- [PROBLEM TO SOLVE]: Quote the entries that follow exactly, leaving none out.

### EXTRACTED ENTRIES ###

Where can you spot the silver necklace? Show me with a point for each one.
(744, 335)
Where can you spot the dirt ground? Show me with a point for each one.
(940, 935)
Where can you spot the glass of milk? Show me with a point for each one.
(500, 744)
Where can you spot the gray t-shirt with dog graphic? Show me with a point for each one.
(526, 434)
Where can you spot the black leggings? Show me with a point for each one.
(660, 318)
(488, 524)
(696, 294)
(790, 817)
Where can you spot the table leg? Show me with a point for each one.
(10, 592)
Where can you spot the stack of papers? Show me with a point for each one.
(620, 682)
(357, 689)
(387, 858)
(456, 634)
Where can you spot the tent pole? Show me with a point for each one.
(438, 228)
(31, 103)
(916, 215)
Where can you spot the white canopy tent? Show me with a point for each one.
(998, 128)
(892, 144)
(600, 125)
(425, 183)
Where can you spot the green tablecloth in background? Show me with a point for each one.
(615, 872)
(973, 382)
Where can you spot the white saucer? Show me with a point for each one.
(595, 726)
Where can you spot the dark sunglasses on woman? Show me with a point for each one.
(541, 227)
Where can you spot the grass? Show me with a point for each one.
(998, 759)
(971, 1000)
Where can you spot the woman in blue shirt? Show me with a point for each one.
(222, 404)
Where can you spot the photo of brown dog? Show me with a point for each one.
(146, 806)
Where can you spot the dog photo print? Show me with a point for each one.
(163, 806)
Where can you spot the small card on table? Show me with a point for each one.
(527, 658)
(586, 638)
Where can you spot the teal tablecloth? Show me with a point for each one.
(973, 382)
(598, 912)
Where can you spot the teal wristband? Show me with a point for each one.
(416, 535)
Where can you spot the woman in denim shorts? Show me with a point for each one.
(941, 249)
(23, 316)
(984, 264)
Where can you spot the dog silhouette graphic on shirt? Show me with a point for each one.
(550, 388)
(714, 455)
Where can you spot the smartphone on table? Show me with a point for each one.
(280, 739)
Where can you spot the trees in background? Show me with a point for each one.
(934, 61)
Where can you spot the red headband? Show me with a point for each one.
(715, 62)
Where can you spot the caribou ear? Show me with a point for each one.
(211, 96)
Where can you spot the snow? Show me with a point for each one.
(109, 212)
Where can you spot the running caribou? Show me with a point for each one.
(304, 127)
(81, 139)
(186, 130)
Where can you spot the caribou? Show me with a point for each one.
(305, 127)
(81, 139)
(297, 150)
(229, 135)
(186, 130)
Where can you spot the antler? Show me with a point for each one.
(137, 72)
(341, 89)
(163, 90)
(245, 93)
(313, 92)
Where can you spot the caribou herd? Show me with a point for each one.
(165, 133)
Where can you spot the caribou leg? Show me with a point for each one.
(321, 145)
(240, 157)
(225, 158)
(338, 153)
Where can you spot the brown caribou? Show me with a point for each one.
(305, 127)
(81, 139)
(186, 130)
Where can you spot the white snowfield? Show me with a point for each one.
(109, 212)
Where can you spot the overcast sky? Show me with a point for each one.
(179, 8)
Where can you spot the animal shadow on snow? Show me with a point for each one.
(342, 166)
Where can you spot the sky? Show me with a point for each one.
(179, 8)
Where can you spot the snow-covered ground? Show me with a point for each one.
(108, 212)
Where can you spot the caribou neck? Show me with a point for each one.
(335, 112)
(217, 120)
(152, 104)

###

- [THE OUTPUT]:
Where can you spot the silver necklace? Show me with a point for each one.
(744, 335)
Where can you spot the dirt ground? Show me with a point for each one.
(940, 935)
Where can you spot the glass of milk? Show me with a point for each one.
(500, 744)
Where can you spot the gray t-shirt with dog graphic? Show me with a point for each one.
(526, 434)
Where can you spot the black leggings? Show me with a point for each one.
(660, 318)
(488, 524)
(696, 294)
(790, 817)
Where can you spot the table leg? Show me with a point for each one.
(10, 592)
Where can you spot the stack of papers? Show me with a point for each one.
(620, 682)
(357, 689)
(387, 858)
(456, 634)
Where can you spot the tent pole? Show me with a point for each one.
(438, 228)
(31, 103)
(916, 215)
Where can you spot the white canopy tent? Show me with a point for each one.
(998, 128)
(892, 144)
(600, 125)
(425, 183)
Where can you spot the green tablecloth in background? Show me with a point for each one.
(615, 872)
(973, 382)
Where can you spot the white saucer? Show me with a point for each one.
(595, 726)
Where can you spot the dark sunglasses on woman? Show me with a point for each one.
(541, 227)
Where can you spot the grass? Show me with a point for each one.
(998, 759)
(971, 1000)
Where can you spot the woman in blue shirt? Show me with a point for each one.
(222, 404)
Where can you spot the photo of brown dog? Show me with a point for each one.
(146, 806)
Where can you spot the dog photo print? Show me with a point for each one.
(163, 806)
Where can you spot the small card on table? Show me with a point for each one.
(527, 658)
(586, 638)
Where can you spot the teal tablecloth? Show me with a point for each one.
(973, 382)
(598, 912)
Where can you spot the teal wristband? Show me with a point for each one.
(416, 535)
Where can you spot the woman in denim shorts? Show me with a point for each one.
(941, 249)
(23, 316)
(984, 264)
Where can you spot the dog silhouette graphic on shirt? Show me with a point for each one.
(550, 388)
(714, 455)
Where can you spot the smartphone on table? Show me with a point for each one.
(280, 739)
Where can you spot the trees in background? Show me with a point for each one.
(934, 61)
Where can you spot the red headband? Show me with a point for each one.
(715, 62)
Where can you spot the caribou ear? Show me with a point for each one.
(211, 96)
Where can you spot the snow? Show me with a point for each one.
(109, 212)
Where can you spot the running caribou? Show me with a point for each one.
(304, 127)
(81, 139)
(186, 130)
Where can you spot the caribou? Show me with a point for each one.
(305, 127)
(81, 139)
(297, 150)
(229, 135)
(186, 130)
Where can you spot the antler? Show me with a point for each one.
(137, 72)
(341, 89)
(163, 90)
(245, 93)
(313, 92)
Where can you spot the caribou herd? Show me with a point for each one.
(165, 133)
Where can you spot the caribou leg? Show me with a point for each one.
(321, 145)
(240, 157)
(225, 158)
(338, 153)
Where can you spot the brown caribou? Show me with a point for each one.
(305, 127)
(81, 139)
(186, 130)
Where can you spot the white snowfield? Show me with a point for each one.
(109, 212)
Where can you spot the overcast sky? Show me with a point for each one.
(179, 8)
Where can you spot the animal shadow on snow? Show me with a point for each one.
(342, 166)
Where can you spot the sky? Show me with a point for each one.
(179, 8)
Where can you spot the snow-covered ground? Show me with a point for each one.
(108, 212)
Where can you spot the caribou neck? Show me with a point for each one.
(335, 112)
(217, 120)
(152, 104)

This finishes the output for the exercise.